Starting at the line that contains "bamboo railing, a", restate each line word for word through the final line of the data, keeping both ends.

--- BEGIN ENTRIES ---

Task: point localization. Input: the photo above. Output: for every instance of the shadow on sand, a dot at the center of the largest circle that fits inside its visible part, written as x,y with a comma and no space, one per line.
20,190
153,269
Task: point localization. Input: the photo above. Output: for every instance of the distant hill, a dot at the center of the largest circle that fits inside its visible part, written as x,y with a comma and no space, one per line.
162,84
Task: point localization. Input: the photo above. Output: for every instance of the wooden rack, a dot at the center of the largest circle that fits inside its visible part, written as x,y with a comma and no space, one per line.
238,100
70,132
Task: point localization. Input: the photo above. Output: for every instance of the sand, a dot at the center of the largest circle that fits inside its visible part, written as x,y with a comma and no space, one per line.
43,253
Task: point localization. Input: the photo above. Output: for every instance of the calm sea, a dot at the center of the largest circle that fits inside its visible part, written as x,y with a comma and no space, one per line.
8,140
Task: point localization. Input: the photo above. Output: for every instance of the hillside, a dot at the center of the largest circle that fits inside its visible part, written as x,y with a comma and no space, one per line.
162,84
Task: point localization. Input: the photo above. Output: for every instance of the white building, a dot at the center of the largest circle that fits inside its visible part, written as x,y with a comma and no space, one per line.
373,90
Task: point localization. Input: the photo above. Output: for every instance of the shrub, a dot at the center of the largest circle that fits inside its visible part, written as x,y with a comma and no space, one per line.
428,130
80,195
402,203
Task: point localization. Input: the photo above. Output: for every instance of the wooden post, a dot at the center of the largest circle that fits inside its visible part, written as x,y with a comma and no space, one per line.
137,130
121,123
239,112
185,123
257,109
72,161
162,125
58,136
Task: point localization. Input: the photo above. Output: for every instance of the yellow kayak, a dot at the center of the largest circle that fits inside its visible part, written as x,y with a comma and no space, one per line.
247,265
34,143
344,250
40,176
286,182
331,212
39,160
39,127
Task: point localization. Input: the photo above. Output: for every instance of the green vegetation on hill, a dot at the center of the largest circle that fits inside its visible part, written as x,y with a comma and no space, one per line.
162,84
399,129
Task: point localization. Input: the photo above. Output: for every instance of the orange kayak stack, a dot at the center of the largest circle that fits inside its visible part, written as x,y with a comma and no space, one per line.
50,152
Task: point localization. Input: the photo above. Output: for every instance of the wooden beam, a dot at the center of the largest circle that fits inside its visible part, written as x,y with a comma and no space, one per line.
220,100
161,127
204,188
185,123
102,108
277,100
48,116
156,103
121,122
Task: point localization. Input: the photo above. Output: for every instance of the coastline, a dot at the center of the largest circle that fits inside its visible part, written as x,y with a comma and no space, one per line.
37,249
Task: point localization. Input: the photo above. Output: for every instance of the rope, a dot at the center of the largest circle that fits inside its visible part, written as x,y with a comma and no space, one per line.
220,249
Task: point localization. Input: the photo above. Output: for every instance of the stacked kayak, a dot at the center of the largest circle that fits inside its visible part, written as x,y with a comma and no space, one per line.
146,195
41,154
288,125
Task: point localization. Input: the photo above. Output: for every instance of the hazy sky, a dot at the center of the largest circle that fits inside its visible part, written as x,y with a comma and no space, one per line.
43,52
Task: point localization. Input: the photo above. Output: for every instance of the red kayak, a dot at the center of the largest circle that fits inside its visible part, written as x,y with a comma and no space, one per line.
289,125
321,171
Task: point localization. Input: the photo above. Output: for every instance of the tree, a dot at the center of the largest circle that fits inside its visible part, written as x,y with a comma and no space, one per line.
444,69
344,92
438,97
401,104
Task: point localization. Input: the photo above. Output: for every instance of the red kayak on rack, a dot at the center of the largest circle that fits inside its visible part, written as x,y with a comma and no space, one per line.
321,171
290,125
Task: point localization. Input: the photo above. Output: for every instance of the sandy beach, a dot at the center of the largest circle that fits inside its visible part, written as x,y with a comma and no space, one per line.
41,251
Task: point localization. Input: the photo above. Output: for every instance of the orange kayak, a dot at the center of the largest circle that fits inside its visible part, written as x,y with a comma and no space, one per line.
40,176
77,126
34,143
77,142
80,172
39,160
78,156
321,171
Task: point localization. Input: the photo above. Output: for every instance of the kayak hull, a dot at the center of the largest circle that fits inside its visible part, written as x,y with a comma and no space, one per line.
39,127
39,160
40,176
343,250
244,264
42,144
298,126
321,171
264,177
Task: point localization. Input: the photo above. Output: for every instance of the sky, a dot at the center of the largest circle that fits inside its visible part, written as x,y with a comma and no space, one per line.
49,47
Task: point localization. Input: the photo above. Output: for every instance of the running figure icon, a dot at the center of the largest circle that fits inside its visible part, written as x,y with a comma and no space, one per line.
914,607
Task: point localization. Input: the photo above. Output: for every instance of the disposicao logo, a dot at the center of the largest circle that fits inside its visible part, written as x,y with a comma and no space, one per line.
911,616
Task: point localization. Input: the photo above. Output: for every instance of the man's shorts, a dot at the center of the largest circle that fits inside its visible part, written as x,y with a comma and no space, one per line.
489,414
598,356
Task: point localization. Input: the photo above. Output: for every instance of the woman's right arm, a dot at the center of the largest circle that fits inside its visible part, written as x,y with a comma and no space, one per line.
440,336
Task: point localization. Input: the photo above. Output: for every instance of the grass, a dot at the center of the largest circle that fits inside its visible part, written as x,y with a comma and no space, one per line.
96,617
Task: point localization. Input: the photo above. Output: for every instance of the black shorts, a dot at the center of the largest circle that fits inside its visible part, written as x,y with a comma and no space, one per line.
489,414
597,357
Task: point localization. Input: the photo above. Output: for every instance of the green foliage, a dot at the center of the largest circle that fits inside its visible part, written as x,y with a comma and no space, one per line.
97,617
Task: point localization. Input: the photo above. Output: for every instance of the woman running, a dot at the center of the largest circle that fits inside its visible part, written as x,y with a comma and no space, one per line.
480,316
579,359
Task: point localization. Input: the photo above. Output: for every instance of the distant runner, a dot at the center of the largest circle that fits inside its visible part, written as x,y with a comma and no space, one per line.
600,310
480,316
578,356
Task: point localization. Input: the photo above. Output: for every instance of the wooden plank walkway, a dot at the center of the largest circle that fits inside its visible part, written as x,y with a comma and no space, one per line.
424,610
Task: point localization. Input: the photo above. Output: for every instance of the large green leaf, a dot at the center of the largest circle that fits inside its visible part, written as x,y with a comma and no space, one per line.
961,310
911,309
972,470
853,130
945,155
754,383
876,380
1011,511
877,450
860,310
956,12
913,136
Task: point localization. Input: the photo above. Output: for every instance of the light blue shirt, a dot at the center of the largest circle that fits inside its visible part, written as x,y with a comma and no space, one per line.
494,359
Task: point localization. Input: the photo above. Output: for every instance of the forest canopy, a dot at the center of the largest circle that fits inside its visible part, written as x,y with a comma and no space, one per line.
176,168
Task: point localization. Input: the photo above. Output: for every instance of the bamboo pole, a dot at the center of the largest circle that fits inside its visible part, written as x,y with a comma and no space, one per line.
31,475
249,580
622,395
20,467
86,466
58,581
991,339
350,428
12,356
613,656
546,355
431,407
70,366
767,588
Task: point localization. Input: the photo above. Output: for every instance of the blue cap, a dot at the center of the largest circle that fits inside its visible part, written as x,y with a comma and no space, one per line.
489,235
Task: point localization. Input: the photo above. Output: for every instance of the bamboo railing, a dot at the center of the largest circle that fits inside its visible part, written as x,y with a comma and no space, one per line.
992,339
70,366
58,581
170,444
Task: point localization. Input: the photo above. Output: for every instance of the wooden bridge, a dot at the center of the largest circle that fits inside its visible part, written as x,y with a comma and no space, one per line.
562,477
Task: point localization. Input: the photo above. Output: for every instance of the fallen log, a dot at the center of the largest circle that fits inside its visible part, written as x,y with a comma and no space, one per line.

--- END ENTRIES ---

_CORRECT ANSWER_
Task: point localization. Input: the photo above. Output: for every instance of the bamboo railing, a dot at the center of the largest circle that fits inside its visible part, written as x,y with a comma and no space, one per line.
992,339
70,366
58,581
170,444
Task: point localization. Input: the photo above. Output: for every instance of the wooden bridge, a dot at the center of the largest circle that fits inside its visible part, written as x,y with a comma and no space, one per line.
562,477
Task: point localization. Input: the photo above. Output: for every instance of the fallen log, a dot at the center of the largest circle that fits inside its visible part, written as x,y with a comma and no space, one per line.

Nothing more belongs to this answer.